- **Text section**:
═══

RE: [Linux-ia64] SAL error record logging/decoding

From: Luck, Tony <tony.luck_at_intel.com>
Date: 2003-05-24 01:42:48
> > 2) I crashed my machine with an injected machine check, and
> > then rebooted.  All four of the /proc/sal/cpuX/mca files had
> > a copy of the same error record.  Echoing "clear" to one of
> > them made them all go away.
> 
> Hmm...  this sounds like a reflection of the underlying firmware
> behavior.  I tried this on a 2-way HP box, and the cpu0/mca
> file was different than cpu1/mca, and clearing one did not
> clear the other.
> 
> > I think this is normal ... but it may require some interesting
> > documentation to say why things work like this.
> 
> Why do you think that's normal?  It sounds pretty strange
> to me.

I think that a fatal error record that is retrieved after the
reboot isn't really attached to any particular CPU ... so I can
see the same thing whichever cpu calls into SAL to look at the
log.  Since there is only one record there, clearing it from any
cpu makes it go away globally.  But I'll have to re-read a lot of
SAL spec to see if that is:
	1) intended behaviour
	2) a quirky, but legal SAL implementation
	3) a bug

> > 3) The salinfo tool uses exponential increases in the size of the
> > read that it tries from the /proc/sal/cpuX/mca file.

═══

- **Data extract**:
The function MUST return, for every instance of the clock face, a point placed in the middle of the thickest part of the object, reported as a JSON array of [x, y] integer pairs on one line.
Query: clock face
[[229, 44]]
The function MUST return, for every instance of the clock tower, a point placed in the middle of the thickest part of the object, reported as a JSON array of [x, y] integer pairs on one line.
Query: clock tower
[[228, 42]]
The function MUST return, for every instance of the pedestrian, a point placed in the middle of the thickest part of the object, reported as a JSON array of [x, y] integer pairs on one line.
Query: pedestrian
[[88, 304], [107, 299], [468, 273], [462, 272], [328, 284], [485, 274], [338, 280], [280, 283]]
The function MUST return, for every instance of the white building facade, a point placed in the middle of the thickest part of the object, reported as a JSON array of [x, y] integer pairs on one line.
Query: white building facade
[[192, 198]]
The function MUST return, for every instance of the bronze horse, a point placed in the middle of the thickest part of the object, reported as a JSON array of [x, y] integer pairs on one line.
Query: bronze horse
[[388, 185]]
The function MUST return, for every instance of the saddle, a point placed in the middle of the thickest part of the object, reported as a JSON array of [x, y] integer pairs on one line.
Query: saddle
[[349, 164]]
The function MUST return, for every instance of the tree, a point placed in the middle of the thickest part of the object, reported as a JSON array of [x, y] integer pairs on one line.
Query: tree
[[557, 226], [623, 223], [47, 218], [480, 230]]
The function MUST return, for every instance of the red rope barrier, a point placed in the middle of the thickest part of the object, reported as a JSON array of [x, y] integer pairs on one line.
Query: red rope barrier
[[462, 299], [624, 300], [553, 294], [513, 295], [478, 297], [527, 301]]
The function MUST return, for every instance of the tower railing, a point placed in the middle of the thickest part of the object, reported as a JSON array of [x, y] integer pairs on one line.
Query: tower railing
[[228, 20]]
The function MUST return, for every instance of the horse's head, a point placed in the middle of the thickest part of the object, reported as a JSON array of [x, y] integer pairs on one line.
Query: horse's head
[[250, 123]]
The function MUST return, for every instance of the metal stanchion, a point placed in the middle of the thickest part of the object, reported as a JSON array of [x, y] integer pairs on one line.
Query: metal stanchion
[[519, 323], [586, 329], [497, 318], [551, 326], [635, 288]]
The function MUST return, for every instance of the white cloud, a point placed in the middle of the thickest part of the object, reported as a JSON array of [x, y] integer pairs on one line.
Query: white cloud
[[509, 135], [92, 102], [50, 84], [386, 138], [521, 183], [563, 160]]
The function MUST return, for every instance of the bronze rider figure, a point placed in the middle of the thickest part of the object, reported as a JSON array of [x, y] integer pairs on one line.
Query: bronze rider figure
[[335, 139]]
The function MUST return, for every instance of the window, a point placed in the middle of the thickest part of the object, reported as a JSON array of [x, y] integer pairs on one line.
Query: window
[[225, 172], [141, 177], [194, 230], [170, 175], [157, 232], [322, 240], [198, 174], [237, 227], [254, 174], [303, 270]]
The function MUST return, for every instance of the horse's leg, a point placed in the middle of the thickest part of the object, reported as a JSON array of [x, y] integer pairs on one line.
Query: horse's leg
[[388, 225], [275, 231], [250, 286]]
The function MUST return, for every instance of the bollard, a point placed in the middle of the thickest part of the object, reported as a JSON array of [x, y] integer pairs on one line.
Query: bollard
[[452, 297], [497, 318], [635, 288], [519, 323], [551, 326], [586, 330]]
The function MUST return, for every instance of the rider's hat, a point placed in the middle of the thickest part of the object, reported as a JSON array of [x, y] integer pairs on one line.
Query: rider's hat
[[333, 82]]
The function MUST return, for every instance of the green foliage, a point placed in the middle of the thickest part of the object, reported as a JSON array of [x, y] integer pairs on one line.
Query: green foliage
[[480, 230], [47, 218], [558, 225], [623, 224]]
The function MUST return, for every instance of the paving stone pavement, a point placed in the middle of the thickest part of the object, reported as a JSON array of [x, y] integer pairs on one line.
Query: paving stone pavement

═══

- **Brief**: In the mailing-list reply about SAL error record logging above, how does the reply explain why echoing "clear" to one /proc/sal/cpuX/mca file removed the error record from all four files? Answer in one to three sentences.

- **Correct result**: The reply suggests that a fatal error record retrieved after the reboot is not attached to any particular CPU, so the same record appears whichever CPU calls into SAL to read the log. Because only one record exists, clearing it from any CPU removes it globally.